**EXERCISE PROMPT**.
From the chapter overview on access in higher education, list every group whose participation rates the research by government and professional organizations reports on.
** begin SELECTED PASSAGE **
This chapter embraces the general topic of the book collection in providing an overview of the extensive research literature on what is variously termed access, equity, or diversity in higher education. The initial scholarly works on the history of higher education, which touch directly and indirectly on the topic, are discussed, especially in regarding to gender, race, and class. The research often done by government and professional organizations providing data on participation rates of students, faculty, and university leadership is examined. Academic fields concentrated on gender and ethnic studies, and the linked scholarship, is summarized. Additionally, some of the research considers best practices in regard to teaching-learning and curricula. The chapter also presents public policy documentation and debate, as well as the larger international context. Finally, the author considers significant gaps in the current research, especially focusing on the complexity of the intersection of gender, race, and class in contemporary society.

The student composition of colleges first became a topic of discussion in the middle of the 19th century in both the United Kingdom and the United States. Up until that point, it was generally accepted and understood that college was intended for a very small group of White upper-class males pursuing specific religious and legal professions, intended to prepare them for leadership in society. Social class and gender absolutely limited access to advanced education (Berg, 2020).

By mid-19th century America, social and practical pressures began to push open the doors of the academy, especially to prepare young women to become needed classroom teachers. The funding of land grant colleges after the Civil War accelerated the new form of gender-mixed coeducational higher education. By 1920, women had made prodigious progress to the point of equaling men in raw numbers in post-secondary education in America (Berg, 2020).
** end SELECTED PASSAGE **
** begin DATASET ENTRIES **
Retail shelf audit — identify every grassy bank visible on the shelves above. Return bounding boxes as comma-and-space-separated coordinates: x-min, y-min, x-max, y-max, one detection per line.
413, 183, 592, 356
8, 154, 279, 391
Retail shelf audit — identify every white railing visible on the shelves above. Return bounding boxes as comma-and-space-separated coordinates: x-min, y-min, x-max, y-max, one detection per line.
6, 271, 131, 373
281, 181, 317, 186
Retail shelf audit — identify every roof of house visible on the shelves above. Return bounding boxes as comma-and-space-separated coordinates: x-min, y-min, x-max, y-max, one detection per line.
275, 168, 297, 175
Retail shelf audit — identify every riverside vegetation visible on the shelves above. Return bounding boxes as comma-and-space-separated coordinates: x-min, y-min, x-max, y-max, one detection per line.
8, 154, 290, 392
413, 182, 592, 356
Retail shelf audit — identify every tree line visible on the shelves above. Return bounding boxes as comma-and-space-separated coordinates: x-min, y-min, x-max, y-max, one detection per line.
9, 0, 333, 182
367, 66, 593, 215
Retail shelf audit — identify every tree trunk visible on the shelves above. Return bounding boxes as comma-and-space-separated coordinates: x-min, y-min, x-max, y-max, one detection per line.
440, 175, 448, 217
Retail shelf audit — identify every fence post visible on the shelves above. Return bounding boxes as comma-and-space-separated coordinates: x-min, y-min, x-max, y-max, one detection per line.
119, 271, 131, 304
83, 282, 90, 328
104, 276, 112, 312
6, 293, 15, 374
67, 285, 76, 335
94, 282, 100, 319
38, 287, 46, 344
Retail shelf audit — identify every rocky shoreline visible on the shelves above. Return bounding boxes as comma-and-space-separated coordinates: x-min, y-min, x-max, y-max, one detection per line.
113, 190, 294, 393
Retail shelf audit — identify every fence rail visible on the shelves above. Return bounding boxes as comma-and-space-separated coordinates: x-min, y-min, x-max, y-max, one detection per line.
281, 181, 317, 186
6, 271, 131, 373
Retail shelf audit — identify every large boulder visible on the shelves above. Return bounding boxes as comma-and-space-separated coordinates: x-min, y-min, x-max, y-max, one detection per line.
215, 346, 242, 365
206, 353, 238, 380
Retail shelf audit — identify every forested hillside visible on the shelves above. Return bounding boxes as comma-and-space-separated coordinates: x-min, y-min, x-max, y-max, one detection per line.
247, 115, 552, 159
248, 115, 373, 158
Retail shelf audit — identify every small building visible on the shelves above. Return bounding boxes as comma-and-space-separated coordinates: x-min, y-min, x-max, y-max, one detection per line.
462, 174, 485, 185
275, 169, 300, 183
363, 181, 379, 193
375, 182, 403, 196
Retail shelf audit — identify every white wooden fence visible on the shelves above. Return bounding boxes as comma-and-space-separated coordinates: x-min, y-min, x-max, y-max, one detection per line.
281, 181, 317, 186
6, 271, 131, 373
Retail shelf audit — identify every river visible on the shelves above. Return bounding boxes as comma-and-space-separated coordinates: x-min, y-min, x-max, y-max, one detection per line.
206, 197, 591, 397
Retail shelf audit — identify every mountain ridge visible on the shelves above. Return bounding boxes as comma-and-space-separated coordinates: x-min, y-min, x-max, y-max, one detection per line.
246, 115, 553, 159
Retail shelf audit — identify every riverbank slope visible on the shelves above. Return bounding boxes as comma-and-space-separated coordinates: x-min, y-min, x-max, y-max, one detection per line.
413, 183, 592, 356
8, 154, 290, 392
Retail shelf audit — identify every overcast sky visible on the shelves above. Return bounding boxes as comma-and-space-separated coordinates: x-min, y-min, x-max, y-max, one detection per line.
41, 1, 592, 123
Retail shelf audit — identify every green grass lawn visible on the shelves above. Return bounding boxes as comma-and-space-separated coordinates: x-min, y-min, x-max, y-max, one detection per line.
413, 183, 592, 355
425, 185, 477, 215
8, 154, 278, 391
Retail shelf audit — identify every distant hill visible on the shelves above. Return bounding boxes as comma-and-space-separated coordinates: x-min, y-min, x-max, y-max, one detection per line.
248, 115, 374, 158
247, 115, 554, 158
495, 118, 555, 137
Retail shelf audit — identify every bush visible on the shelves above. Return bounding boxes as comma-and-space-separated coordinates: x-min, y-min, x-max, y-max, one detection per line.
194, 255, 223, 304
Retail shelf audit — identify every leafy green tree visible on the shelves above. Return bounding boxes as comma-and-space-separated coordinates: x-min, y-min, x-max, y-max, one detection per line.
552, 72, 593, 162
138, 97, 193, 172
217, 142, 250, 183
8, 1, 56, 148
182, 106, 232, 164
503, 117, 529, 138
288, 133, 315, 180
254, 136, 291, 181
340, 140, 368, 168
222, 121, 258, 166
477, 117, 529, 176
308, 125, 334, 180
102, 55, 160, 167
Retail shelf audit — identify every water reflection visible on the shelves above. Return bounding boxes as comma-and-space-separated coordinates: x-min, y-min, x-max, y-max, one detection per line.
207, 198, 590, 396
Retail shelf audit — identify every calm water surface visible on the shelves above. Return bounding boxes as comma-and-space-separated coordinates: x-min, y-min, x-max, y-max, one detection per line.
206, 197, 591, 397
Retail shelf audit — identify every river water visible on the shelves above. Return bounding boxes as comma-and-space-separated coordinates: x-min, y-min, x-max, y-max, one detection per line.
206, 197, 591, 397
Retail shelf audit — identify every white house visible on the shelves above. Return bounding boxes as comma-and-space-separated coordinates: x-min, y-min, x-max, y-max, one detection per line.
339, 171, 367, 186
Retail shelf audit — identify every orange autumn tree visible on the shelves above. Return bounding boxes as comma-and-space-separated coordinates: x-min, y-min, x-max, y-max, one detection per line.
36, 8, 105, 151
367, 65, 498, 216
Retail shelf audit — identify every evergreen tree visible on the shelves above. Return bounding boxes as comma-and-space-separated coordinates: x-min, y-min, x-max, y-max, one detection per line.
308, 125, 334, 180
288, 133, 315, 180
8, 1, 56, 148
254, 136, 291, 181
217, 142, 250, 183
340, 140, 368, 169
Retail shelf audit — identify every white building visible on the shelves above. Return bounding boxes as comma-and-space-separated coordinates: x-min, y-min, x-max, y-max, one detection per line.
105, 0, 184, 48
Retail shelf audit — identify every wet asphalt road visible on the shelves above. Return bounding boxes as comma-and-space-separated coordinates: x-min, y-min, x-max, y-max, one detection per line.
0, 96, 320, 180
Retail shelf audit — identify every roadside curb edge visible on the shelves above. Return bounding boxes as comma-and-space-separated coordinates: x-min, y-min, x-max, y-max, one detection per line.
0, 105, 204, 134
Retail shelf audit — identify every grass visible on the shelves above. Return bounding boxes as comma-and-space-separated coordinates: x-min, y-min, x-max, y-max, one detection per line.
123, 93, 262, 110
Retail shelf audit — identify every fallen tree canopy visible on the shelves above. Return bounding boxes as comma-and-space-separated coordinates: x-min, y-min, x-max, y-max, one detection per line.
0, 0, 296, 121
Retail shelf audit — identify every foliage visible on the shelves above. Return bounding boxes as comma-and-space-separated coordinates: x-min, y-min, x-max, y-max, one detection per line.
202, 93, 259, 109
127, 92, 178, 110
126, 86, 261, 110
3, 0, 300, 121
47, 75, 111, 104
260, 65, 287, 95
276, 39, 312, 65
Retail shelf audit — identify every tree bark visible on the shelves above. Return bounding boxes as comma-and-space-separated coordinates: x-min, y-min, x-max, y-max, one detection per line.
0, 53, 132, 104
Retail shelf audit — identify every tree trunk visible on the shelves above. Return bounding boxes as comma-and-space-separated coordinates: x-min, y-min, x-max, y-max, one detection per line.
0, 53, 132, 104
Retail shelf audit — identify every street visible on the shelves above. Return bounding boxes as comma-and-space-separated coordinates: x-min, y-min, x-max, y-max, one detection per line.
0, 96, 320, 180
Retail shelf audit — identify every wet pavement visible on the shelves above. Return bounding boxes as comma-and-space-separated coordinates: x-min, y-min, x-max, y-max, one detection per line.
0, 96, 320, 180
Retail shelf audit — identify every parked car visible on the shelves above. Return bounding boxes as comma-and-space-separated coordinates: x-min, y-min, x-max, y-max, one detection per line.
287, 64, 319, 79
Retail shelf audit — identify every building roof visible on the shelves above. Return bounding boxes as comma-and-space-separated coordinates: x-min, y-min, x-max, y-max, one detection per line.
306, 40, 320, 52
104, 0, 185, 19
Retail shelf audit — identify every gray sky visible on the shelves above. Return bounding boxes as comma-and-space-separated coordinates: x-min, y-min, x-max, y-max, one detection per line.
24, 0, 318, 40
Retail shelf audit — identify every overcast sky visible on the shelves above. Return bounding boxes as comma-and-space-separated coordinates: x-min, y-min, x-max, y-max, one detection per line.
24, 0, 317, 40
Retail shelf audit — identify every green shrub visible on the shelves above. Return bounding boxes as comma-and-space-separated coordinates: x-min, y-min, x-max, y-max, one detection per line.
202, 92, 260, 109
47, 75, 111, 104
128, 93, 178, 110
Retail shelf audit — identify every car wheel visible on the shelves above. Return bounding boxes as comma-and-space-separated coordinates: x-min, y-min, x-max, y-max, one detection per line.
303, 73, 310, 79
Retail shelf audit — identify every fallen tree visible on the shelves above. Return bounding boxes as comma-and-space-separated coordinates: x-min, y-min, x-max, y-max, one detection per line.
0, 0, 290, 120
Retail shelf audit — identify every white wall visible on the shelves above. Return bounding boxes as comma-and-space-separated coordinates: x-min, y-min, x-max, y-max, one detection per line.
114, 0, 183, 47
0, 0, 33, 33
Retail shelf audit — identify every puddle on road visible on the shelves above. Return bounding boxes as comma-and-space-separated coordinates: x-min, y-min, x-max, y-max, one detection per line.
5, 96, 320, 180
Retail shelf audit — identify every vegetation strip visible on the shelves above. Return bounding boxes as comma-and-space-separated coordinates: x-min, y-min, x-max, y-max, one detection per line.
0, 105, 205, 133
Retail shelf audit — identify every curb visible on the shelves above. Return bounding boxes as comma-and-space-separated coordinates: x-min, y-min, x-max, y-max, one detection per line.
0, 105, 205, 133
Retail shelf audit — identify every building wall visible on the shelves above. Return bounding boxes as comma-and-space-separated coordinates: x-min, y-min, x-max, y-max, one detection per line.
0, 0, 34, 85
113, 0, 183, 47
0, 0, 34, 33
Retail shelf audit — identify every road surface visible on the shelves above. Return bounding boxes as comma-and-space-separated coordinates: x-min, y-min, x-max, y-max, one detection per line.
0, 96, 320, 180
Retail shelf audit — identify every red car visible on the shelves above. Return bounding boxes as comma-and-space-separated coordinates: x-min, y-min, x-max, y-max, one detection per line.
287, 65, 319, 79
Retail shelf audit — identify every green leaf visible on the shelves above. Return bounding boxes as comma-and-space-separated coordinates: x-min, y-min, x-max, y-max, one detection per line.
** end DATASET ENTRIES **
**EXERCISE ANSWER**.
- Students
- Faculty
- University leadership